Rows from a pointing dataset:
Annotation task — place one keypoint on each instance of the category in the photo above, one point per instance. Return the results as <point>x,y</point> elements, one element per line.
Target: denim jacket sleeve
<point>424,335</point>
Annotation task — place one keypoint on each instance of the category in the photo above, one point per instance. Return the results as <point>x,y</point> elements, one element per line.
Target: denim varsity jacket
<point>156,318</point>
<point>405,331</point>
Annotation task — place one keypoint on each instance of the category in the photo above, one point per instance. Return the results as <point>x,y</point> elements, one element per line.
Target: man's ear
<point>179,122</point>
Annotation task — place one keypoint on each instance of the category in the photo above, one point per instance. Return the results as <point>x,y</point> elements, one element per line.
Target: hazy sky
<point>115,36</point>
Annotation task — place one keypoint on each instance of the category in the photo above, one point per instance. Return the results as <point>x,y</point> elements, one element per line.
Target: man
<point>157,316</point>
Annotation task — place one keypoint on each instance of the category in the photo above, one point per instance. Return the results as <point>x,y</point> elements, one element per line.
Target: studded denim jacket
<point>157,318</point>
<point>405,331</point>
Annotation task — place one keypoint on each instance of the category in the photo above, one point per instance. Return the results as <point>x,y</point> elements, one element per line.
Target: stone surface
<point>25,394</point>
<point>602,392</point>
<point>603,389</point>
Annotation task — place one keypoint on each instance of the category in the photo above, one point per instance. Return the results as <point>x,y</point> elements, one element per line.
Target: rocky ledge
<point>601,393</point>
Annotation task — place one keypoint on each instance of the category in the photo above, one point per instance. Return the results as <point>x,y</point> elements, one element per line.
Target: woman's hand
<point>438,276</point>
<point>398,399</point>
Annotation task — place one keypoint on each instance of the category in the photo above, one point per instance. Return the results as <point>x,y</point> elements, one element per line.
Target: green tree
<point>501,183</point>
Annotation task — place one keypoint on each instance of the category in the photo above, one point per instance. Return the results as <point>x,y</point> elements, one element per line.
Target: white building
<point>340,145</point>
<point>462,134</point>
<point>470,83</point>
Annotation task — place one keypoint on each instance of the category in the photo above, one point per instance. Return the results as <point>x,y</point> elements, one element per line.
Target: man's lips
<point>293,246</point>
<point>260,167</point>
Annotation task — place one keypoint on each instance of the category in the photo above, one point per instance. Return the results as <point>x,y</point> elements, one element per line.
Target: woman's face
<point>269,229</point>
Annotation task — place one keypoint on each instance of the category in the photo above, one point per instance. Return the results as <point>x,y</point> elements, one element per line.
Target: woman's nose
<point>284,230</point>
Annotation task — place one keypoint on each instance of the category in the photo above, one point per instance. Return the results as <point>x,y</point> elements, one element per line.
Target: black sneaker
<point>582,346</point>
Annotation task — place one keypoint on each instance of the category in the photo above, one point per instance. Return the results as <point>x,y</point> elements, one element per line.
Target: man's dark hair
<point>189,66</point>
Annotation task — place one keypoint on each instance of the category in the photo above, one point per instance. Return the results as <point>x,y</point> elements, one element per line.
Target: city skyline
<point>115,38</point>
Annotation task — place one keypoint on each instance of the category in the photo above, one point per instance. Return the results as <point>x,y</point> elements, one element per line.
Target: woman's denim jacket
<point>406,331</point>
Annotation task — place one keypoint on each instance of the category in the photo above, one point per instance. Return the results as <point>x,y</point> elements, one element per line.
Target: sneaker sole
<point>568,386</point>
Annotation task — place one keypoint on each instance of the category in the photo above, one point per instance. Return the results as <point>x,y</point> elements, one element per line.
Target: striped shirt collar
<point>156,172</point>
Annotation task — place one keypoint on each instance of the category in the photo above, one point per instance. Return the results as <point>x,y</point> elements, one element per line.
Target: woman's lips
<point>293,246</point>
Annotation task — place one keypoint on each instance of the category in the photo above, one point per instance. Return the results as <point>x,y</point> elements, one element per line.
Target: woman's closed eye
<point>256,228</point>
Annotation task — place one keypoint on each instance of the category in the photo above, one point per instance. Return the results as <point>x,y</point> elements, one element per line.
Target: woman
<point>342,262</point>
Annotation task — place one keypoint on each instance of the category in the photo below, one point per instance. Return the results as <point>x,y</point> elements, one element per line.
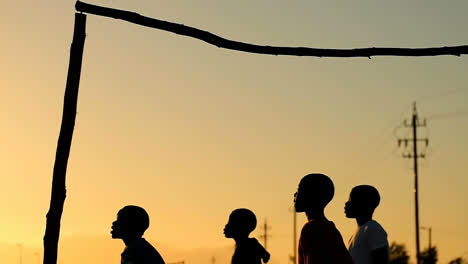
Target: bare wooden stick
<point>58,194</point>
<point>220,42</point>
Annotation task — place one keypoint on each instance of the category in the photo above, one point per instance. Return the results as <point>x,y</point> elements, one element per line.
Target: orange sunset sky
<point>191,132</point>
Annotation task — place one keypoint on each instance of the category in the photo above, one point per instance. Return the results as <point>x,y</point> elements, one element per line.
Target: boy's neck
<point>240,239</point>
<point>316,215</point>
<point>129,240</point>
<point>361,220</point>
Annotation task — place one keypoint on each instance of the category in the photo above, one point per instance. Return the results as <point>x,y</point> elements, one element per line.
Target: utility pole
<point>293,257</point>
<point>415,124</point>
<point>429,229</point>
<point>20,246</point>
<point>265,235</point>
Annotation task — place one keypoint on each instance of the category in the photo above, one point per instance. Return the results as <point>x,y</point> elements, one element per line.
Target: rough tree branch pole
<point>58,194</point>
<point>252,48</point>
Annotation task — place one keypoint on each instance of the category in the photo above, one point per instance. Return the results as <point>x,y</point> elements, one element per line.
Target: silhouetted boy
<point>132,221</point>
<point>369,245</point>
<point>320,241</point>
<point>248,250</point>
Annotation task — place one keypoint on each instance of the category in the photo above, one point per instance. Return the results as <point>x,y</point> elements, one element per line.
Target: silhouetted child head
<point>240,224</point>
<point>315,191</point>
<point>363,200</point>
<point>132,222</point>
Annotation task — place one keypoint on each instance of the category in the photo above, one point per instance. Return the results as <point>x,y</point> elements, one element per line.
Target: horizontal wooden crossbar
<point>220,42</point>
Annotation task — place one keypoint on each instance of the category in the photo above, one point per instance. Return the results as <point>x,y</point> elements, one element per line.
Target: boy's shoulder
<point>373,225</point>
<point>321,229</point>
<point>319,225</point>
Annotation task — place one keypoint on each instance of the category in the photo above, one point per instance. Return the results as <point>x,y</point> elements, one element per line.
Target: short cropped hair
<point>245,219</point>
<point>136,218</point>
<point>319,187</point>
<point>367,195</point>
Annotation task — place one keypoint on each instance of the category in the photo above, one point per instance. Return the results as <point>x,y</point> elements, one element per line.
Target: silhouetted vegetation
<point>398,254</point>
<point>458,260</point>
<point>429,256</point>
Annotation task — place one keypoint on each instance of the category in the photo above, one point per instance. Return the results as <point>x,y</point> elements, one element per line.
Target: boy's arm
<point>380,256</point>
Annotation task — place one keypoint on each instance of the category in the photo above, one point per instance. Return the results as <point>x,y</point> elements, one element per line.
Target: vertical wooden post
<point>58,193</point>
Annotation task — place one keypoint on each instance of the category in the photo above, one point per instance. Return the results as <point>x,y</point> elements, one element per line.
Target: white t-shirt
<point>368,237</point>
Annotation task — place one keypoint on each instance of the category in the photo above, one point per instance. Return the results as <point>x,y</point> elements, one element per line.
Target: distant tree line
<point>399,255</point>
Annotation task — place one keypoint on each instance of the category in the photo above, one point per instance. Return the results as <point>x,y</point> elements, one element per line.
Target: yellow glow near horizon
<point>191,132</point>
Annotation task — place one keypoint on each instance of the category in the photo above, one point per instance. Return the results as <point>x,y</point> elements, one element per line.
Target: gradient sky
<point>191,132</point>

**Exercise brief**
Update the stretch of the listing from its beginning through the line containing "<point>601,393</point>", replacing every "Target" with "Label" and leaving everything else as it is.

**Right answer**
Annotation task — place one keypoint on each instance of the category in the photo above, one point per instance. Return the results as <point>x,y</point> elements, one element per line.
Label: denim jacket sleeve
<point>424,335</point>
Annotation task — place one keypoint on each instance of the category in the photo above, one point per instance. Return the results as <point>x,y</point> elements, one element per line.
Label: denim varsity jacket
<point>156,318</point>
<point>405,331</point>
Annotation task — place one keypoint on each instance of the category in the photo above, one point per instance. Return the results as <point>x,y</point> elements, one element per line.
Label: man's ear
<point>179,122</point>
Annotation task — place one keypoint on each instance of the category in the photo above, one point per instance. Return the results as <point>x,y</point> elements, one element per line.
Label: hazy sky
<point>115,36</point>
Annotation task — place one keypoint on each instance of the category in the photo above, one point per instance. Return the results as <point>x,y</point> elements, one element per line.
Label: man
<point>157,316</point>
Annotation task — place one keypoint on each instance of the category in the photo above, one point per instance. Return the results as <point>x,y</point> elements, one element per line.
Label: studded denim jacket
<point>157,318</point>
<point>405,331</point>
Annotation task — place one keypoint on each instance of the category in the photo above, one point per instance. Return the results as <point>x,y</point> elements, one element per line.
Label: stone surface
<point>25,394</point>
<point>602,392</point>
<point>603,389</point>
Annotation task — place one keypoint on each instance of the category in the photo above, one point per instance. Return the results as <point>x,y</point> elements, one element per line.
Label: rocky ledge
<point>601,393</point>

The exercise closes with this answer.